[Rows from a dataset]
--- --- ---

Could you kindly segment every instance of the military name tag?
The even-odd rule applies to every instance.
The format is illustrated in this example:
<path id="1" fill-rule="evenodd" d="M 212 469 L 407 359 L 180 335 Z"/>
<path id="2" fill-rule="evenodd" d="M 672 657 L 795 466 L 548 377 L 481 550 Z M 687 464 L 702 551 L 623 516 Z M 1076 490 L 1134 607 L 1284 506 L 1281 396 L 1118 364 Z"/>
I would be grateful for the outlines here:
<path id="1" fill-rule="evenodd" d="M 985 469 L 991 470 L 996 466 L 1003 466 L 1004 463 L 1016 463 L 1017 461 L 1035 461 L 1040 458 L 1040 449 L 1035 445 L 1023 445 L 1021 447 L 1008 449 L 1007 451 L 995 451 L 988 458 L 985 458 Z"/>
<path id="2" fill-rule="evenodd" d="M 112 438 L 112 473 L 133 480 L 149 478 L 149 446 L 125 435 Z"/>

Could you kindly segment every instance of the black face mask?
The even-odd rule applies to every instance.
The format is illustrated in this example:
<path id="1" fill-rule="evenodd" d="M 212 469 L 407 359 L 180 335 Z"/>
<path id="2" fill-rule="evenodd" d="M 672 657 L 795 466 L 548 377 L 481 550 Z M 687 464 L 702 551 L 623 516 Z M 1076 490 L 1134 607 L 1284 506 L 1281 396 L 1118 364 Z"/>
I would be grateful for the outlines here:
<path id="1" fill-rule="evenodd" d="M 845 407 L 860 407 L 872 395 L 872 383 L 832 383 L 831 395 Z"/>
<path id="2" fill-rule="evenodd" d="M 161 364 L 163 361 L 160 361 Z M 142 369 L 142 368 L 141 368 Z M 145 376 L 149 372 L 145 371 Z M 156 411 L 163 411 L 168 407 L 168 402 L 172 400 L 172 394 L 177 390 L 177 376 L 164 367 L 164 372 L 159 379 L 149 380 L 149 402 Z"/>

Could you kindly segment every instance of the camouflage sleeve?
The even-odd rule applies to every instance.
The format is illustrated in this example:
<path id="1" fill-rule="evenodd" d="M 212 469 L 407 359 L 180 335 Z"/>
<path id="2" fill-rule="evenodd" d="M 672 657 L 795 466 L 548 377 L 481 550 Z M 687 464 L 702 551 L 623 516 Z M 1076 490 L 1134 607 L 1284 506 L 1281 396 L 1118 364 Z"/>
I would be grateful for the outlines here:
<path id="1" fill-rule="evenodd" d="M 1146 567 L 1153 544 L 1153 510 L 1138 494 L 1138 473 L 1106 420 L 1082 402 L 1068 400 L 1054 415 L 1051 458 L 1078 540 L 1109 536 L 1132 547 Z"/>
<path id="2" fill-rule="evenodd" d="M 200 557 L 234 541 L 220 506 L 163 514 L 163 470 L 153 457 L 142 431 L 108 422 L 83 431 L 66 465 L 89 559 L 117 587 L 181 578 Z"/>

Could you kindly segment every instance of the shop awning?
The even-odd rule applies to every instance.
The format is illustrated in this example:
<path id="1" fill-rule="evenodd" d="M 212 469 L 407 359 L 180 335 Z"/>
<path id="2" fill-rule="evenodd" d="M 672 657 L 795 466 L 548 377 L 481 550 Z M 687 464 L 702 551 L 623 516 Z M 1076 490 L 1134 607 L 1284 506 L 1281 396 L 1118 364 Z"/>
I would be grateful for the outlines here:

--- --- ---

## Work to do
Please rewrite all of the items above, substituting "Would you please" for every occurrence of "Could you kindly" and leaving everything else unchanged.

## Answer for the task
Would you please segment every instance of the military name tag?
The even-odd rule applies to every instance.
The format is illustrated in this example:
<path id="1" fill-rule="evenodd" d="M 212 469 L 407 359 L 180 335 Z"/>
<path id="2" fill-rule="evenodd" d="M 672 657 L 795 466 L 548 377 L 481 550 Z M 687 464 L 702 551 L 623 516 Z M 1076 490 L 1134 607 L 1284 506 L 1281 396 L 1118 364 Z"/>
I would be grateful for the outlines here:
<path id="1" fill-rule="evenodd" d="M 985 469 L 991 470 L 996 466 L 1003 466 L 1004 463 L 1016 463 L 1017 461 L 1035 461 L 1040 458 L 1040 449 L 1035 445 L 1023 445 L 1021 447 L 1008 449 L 1007 451 L 995 451 L 988 458 L 985 458 Z"/>
<path id="2" fill-rule="evenodd" d="M 112 438 L 112 473 L 133 480 L 149 478 L 149 446 L 125 435 Z"/>

Would you please segment every instance of the black face mask?
The even-odd rule applies to every instance.
The format is illustrated in this example:
<path id="1" fill-rule="evenodd" d="M 212 469 L 407 359 L 180 335 Z"/>
<path id="2" fill-rule="evenodd" d="M 672 657 L 795 466 L 548 377 L 481 550 Z M 687 464 L 702 551 L 623 516 Z M 1076 490 L 1134 607 L 1284 506 L 1281 396 L 1118 364 Z"/>
I would be grateful for the outlines here:
<path id="1" fill-rule="evenodd" d="M 845 407 L 860 407 L 872 395 L 872 383 L 832 383 L 831 395 Z"/>
<path id="2" fill-rule="evenodd" d="M 161 364 L 163 361 L 160 361 Z M 142 369 L 142 368 L 141 368 Z M 145 376 L 149 372 L 145 371 Z M 156 411 L 163 411 L 168 407 L 168 402 L 172 400 L 172 394 L 177 390 L 177 376 L 164 367 L 164 372 L 159 379 L 149 380 L 149 402 Z"/>

Would you please segment every instance of the camouflage sleeve?
The even-odd rule applies to every instance.
The format is illustrated in this example:
<path id="1" fill-rule="evenodd" d="M 212 469 L 407 359 L 180 335 Z"/>
<path id="2" fill-rule="evenodd" d="M 672 657 L 795 466 L 548 377 L 481 550 Z M 687 464 L 702 551 L 623 516 Z M 1076 490 L 1134 607 L 1284 506 L 1281 396 L 1118 364 Z"/>
I would be grateful for the outlines here:
<path id="1" fill-rule="evenodd" d="M 1146 567 L 1153 544 L 1153 510 L 1138 494 L 1138 473 L 1106 420 L 1082 402 L 1068 400 L 1054 415 L 1051 458 L 1078 540 L 1109 536 L 1132 547 Z"/>
<path id="2" fill-rule="evenodd" d="M 200 557 L 234 541 L 220 506 L 163 514 L 163 470 L 153 457 L 142 431 L 108 422 L 83 431 L 66 465 L 89 559 L 117 587 L 181 578 Z"/>

Would you please segment every instance of the shop awning?
The even-odd rule applies to every instance.
The format is illustrated in this example:
<path id="1" fill-rule="evenodd" d="M 212 469 L 407 359 L 180 335 Z"/>
<path id="2" fill-rule="evenodd" d="M 672 657 L 795 466 L 548 377 L 481 550 Z M 687 464 L 702 551 L 623 516 Z M 1076 490 L 1134 607 L 1284 506 L 1281 396 L 1118 364 Z"/>
I would be grateful for the outlines here:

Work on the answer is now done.